=== Section Start ===
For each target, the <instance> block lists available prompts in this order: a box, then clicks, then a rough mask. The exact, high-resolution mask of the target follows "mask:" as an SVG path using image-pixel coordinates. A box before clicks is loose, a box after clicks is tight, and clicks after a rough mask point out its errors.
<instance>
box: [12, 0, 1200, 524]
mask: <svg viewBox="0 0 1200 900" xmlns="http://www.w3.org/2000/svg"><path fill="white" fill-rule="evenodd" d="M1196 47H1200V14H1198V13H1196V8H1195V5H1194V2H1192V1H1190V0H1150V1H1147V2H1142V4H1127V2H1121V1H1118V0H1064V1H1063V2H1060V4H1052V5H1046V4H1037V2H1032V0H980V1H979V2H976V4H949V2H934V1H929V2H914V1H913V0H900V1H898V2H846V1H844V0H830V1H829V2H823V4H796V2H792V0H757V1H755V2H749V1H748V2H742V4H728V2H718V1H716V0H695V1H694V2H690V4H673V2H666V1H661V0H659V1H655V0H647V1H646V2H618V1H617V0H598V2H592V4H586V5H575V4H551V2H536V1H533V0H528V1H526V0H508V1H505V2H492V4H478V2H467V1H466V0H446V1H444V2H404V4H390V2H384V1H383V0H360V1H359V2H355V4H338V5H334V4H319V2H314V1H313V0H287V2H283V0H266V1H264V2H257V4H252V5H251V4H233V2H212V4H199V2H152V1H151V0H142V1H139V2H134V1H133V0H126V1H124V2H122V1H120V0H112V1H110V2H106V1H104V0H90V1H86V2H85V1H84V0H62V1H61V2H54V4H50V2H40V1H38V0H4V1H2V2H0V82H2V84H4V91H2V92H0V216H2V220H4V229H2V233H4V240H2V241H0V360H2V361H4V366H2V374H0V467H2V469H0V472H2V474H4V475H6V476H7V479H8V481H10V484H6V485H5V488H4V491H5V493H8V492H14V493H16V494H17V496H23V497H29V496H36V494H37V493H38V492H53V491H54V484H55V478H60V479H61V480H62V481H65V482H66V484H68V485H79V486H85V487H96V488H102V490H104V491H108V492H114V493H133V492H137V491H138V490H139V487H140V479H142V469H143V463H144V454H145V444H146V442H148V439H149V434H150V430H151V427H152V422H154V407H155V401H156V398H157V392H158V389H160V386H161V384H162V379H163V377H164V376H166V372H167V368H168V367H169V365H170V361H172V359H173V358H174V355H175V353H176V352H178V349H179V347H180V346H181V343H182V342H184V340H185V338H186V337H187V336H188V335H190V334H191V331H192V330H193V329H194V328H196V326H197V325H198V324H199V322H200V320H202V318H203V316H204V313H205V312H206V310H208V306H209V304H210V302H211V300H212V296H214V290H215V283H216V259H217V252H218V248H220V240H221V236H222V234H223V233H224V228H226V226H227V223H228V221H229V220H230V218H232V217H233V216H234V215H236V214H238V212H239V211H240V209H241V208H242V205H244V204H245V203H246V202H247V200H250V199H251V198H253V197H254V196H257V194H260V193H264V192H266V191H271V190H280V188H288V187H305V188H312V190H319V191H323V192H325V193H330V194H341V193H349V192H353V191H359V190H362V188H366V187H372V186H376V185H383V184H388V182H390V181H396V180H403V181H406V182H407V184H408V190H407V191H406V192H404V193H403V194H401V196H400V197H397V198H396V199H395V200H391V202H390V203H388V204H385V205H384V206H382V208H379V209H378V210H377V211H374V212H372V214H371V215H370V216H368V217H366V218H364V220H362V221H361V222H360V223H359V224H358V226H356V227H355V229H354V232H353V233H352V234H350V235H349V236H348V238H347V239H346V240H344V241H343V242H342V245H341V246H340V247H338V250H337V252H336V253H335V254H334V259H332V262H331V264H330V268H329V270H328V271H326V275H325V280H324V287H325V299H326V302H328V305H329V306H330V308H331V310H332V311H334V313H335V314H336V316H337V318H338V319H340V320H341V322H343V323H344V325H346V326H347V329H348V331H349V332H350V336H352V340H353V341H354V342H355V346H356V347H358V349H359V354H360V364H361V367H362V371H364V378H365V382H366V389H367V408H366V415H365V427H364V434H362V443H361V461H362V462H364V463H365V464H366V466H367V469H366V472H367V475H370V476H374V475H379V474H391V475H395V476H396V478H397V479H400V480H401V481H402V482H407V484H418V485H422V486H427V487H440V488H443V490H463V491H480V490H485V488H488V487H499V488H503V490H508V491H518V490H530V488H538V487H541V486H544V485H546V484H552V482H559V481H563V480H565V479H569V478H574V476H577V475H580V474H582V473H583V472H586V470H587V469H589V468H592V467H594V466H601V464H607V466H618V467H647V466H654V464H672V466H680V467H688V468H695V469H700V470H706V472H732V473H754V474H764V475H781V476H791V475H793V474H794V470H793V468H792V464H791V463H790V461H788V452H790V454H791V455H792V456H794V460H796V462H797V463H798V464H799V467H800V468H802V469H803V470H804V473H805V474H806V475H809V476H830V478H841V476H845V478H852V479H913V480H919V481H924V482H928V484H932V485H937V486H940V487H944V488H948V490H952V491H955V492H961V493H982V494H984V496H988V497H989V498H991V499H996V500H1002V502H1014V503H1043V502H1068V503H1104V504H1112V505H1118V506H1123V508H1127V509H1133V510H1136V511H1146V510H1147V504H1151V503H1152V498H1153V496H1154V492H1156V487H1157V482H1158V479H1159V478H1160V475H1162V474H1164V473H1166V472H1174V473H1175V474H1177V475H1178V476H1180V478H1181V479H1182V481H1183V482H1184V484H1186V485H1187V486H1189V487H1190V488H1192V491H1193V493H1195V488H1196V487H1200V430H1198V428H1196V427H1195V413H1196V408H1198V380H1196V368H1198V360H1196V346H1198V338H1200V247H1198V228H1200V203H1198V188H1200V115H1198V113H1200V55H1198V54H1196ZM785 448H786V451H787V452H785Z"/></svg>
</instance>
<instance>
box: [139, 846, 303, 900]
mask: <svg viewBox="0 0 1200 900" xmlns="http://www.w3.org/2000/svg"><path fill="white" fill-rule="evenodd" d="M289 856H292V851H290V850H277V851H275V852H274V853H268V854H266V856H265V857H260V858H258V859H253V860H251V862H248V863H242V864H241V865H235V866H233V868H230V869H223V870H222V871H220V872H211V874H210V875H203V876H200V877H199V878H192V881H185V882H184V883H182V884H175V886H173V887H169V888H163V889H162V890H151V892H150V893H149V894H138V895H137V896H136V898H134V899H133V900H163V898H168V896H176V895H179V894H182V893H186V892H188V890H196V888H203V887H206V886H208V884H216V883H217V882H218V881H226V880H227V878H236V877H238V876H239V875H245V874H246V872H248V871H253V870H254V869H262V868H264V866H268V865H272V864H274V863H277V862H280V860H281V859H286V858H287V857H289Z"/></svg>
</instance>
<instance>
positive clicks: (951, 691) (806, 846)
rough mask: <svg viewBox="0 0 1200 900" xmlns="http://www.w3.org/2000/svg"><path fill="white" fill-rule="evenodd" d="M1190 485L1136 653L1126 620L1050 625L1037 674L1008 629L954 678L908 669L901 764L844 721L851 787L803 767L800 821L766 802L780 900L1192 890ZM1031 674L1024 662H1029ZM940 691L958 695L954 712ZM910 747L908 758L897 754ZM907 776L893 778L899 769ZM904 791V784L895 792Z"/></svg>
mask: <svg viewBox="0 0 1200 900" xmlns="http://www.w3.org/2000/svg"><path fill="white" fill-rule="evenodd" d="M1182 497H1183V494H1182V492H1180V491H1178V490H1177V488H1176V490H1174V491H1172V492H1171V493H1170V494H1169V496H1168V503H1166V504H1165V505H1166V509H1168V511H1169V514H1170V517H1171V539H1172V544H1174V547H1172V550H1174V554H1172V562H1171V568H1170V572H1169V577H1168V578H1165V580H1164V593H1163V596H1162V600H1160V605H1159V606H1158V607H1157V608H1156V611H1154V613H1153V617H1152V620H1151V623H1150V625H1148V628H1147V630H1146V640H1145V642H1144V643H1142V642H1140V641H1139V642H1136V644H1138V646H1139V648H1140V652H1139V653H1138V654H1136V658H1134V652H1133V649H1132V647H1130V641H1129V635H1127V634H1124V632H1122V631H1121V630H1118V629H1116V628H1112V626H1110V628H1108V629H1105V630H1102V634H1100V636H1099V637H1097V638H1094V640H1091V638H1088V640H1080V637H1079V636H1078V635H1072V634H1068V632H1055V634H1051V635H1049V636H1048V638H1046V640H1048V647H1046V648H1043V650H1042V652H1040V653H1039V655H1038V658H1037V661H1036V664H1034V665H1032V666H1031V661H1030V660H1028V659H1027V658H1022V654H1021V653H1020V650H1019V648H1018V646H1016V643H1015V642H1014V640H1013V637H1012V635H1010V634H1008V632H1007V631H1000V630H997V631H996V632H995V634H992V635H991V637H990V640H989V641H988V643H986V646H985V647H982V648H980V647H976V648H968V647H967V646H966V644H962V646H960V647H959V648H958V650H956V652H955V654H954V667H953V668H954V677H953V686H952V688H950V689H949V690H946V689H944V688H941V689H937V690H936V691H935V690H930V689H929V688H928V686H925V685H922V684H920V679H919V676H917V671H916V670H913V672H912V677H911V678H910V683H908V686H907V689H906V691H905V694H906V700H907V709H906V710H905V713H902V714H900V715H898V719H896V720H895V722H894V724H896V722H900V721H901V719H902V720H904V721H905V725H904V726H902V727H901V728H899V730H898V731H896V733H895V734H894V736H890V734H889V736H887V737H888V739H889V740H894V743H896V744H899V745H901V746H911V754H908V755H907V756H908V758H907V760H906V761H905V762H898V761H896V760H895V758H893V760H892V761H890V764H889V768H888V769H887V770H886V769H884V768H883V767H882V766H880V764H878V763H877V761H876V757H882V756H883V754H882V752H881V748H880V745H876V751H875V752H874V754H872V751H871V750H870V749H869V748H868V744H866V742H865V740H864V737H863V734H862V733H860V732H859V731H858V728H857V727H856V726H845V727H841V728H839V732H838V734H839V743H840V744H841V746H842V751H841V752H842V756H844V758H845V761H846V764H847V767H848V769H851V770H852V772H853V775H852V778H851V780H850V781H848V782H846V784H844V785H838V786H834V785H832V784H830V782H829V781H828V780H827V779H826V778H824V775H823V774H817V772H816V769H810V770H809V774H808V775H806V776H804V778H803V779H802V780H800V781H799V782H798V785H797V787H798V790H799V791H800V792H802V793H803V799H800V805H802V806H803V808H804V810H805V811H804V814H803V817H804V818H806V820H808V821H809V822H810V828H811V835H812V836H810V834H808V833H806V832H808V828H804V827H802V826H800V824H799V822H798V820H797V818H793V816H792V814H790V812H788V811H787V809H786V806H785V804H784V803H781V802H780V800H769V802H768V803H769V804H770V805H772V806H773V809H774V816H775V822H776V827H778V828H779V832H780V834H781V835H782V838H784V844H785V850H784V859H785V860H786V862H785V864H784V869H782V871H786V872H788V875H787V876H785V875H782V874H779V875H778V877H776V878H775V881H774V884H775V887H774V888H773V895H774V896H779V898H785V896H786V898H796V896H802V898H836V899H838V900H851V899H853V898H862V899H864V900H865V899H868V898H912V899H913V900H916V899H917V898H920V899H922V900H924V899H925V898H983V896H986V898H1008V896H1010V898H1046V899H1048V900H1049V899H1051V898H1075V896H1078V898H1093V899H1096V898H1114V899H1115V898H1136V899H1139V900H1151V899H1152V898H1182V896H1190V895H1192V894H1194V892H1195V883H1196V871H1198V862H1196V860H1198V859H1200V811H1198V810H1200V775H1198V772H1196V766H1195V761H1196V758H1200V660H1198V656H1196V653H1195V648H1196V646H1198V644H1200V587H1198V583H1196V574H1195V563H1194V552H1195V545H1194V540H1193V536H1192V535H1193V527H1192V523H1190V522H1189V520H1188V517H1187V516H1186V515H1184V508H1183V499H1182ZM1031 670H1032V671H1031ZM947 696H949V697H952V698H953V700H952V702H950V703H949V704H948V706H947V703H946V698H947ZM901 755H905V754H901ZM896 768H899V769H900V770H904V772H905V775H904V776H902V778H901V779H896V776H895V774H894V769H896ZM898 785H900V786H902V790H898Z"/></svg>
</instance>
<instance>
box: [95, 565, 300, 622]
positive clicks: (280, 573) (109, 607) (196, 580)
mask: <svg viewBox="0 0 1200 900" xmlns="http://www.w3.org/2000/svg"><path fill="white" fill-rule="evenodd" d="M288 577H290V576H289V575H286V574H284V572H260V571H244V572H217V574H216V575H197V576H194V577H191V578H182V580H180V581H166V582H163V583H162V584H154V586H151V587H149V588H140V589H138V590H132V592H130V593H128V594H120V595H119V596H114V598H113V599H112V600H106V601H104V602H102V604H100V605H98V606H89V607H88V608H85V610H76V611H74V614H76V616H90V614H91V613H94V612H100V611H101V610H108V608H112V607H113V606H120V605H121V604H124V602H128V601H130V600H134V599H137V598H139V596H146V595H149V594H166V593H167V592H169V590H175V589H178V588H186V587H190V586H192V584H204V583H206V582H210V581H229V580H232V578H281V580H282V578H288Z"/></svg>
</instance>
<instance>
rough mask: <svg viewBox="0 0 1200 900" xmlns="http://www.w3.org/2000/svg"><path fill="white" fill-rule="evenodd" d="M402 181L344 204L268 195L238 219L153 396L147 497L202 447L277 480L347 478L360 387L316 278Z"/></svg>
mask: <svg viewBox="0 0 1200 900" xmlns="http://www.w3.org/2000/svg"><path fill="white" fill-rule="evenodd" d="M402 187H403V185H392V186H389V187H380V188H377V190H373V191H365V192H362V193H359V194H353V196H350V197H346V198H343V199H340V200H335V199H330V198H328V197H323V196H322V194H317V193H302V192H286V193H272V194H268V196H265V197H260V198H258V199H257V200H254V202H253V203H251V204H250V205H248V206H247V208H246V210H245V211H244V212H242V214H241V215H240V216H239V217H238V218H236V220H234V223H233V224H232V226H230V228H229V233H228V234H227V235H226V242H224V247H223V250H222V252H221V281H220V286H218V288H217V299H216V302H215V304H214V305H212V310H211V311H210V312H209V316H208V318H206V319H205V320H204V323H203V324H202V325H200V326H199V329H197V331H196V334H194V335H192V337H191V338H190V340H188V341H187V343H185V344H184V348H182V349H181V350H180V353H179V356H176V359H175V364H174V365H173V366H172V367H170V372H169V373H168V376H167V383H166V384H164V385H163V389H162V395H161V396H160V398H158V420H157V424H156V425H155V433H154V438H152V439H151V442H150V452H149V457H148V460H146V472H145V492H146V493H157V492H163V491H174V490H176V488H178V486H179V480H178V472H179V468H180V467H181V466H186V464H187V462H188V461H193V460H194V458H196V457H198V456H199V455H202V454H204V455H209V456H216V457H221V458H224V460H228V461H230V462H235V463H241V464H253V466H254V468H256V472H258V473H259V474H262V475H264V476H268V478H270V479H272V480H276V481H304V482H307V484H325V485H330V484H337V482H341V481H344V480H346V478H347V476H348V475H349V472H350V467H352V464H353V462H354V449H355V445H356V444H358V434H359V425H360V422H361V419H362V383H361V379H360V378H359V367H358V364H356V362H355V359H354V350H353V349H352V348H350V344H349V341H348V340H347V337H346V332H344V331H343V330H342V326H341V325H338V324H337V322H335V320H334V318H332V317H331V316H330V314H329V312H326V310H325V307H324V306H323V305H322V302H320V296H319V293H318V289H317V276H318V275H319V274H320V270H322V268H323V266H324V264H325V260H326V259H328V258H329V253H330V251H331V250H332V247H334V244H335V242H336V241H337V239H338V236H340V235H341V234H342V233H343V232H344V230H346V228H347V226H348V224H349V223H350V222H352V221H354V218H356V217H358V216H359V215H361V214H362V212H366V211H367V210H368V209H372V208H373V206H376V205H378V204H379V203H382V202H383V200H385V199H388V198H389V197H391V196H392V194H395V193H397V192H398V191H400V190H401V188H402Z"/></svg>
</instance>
=== Section End ===
▶ Your instructions: Please work out how many lines of the listing hold the word "clicks" and reply with only that number.

▶ Output of the exercise: 3